BEGIN PROVIDED DATA
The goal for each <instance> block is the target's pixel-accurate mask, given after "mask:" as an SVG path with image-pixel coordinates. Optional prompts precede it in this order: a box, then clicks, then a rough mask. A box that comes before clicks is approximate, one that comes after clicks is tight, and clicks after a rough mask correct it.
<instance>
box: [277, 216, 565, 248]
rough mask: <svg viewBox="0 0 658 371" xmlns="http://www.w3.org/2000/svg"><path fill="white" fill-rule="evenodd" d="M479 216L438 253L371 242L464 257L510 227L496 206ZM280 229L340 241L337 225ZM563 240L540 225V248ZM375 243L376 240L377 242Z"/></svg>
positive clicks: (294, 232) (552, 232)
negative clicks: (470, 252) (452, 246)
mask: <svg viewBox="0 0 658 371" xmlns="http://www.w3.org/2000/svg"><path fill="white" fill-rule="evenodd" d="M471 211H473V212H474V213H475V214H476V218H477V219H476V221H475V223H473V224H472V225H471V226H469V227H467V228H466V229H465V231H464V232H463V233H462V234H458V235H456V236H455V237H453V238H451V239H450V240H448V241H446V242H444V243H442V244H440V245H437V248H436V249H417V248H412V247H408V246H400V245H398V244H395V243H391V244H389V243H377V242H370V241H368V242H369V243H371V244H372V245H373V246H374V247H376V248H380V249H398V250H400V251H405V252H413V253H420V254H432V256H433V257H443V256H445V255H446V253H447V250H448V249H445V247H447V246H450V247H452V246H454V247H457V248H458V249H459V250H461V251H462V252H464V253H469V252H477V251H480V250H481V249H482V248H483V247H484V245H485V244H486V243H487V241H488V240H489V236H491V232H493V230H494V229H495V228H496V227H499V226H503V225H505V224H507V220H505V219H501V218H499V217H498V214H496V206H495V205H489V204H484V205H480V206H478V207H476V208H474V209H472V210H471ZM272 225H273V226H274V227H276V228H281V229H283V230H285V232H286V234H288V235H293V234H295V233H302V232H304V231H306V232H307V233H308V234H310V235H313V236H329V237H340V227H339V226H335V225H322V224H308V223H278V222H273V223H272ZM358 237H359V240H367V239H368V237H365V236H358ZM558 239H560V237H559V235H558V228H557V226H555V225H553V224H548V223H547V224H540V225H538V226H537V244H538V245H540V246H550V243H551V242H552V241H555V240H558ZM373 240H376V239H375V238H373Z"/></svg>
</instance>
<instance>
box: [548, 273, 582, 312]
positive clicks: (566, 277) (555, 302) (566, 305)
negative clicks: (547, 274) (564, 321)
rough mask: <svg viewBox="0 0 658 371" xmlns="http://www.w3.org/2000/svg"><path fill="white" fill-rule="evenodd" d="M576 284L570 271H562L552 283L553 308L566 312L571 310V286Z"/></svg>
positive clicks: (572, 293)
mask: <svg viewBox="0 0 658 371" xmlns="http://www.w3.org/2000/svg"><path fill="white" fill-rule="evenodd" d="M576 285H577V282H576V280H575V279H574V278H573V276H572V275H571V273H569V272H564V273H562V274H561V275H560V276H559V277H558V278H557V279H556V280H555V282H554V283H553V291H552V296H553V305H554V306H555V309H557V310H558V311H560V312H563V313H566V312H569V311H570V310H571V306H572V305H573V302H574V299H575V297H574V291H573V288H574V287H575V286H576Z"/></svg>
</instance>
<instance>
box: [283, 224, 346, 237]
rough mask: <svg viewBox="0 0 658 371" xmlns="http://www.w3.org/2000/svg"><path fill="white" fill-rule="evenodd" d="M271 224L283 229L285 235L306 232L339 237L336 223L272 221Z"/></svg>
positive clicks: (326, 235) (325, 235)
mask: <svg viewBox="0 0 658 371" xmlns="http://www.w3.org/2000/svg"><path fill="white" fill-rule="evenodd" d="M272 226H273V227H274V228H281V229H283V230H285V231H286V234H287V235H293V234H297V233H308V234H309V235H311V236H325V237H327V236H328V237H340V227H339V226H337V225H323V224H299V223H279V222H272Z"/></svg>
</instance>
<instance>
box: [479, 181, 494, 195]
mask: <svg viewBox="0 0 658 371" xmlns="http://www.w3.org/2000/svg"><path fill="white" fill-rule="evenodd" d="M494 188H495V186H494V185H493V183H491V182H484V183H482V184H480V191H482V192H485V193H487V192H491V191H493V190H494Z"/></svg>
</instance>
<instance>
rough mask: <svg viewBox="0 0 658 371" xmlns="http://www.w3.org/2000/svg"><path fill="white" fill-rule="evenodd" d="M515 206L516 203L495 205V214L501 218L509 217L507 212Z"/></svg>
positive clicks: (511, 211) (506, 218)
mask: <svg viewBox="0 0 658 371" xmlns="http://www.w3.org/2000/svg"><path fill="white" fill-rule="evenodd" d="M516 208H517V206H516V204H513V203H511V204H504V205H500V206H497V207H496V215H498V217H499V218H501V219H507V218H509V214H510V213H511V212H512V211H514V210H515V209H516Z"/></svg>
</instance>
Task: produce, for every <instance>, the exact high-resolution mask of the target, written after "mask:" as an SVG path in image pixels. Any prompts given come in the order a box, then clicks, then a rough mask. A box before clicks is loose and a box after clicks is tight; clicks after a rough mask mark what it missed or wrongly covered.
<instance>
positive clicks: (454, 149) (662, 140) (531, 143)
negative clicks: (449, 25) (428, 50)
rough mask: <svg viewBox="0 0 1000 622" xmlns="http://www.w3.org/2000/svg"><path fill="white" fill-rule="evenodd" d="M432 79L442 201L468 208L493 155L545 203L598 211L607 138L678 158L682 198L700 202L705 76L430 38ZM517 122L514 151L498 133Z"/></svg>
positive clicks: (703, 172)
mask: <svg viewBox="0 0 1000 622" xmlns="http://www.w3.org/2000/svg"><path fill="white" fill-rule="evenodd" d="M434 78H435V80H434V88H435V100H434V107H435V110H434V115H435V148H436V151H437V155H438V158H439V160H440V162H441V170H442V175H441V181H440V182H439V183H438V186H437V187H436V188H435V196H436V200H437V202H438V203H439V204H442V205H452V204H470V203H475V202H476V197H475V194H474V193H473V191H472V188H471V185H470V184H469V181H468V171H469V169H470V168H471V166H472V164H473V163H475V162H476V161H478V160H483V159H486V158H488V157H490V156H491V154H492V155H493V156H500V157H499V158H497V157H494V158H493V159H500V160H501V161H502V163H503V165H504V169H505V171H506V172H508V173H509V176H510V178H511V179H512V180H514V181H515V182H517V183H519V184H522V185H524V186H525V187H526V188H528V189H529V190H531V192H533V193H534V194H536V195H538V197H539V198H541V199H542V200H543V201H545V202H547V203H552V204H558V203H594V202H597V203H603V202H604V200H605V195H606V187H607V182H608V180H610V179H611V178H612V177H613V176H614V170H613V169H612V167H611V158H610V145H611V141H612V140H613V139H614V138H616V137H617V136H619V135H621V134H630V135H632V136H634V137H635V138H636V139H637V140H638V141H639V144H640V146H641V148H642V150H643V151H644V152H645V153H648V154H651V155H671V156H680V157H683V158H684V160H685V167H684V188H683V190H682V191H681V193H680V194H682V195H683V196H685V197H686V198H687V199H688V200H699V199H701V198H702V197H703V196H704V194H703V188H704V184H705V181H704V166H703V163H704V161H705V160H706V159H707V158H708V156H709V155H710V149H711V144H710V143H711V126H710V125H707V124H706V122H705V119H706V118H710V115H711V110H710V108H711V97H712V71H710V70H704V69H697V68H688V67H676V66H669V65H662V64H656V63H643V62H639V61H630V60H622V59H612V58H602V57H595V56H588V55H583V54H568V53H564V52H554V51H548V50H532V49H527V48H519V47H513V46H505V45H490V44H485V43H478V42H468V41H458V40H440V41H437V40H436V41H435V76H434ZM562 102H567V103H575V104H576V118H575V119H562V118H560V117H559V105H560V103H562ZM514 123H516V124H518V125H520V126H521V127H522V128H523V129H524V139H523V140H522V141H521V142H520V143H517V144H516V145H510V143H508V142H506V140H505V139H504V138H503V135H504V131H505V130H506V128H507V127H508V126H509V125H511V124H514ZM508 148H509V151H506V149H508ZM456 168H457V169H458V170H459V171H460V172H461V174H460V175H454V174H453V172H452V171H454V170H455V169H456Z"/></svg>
END PROVIDED DATA
TASK DESCRIPTION:
Of the entries above, transcribe exactly those lines that fall between the line containing "box: [479, 181, 494, 195]" and the line containing "negative clicks: (449, 25) (428, 50)", together with those two lines.

WORKED SOLUTION:
box: [479, 181, 494, 195]
mask: <svg viewBox="0 0 658 371" xmlns="http://www.w3.org/2000/svg"><path fill="white" fill-rule="evenodd" d="M494 188H495V186H494V185H493V183H491V182H484V183H482V184H480V191H482V192H485V193H487V192H491V191H493V190H494Z"/></svg>
</instance>
<instance>
rough mask: <svg viewBox="0 0 658 371" xmlns="http://www.w3.org/2000/svg"><path fill="white" fill-rule="evenodd" d="M515 206L516 203L495 205V214L501 218L509 217L507 212Z"/></svg>
positive clicks: (511, 211) (506, 218)
mask: <svg viewBox="0 0 658 371" xmlns="http://www.w3.org/2000/svg"><path fill="white" fill-rule="evenodd" d="M516 208H517V206H516V204H513V203H511V204H504V205H500V206H497V207H496V215H498V217H499V218H501V219H507V218H509V214H510V213H511V212H512V211H514V210H515V209H516Z"/></svg>
</instance>
Task: produce, for every <instance>, the exact high-resolution mask of the target, written after "mask:" as an SVG path in image pixels. Any prompts given come in the order a box, then clicks, then a rough mask. A box before clicks is loose and a box after clicks is tight; clicks after a rough mask mark what it missed or wrongly covered.
<instance>
positive clicks: (454, 149) (662, 140) (531, 143)
negative clicks: (449, 25) (428, 50)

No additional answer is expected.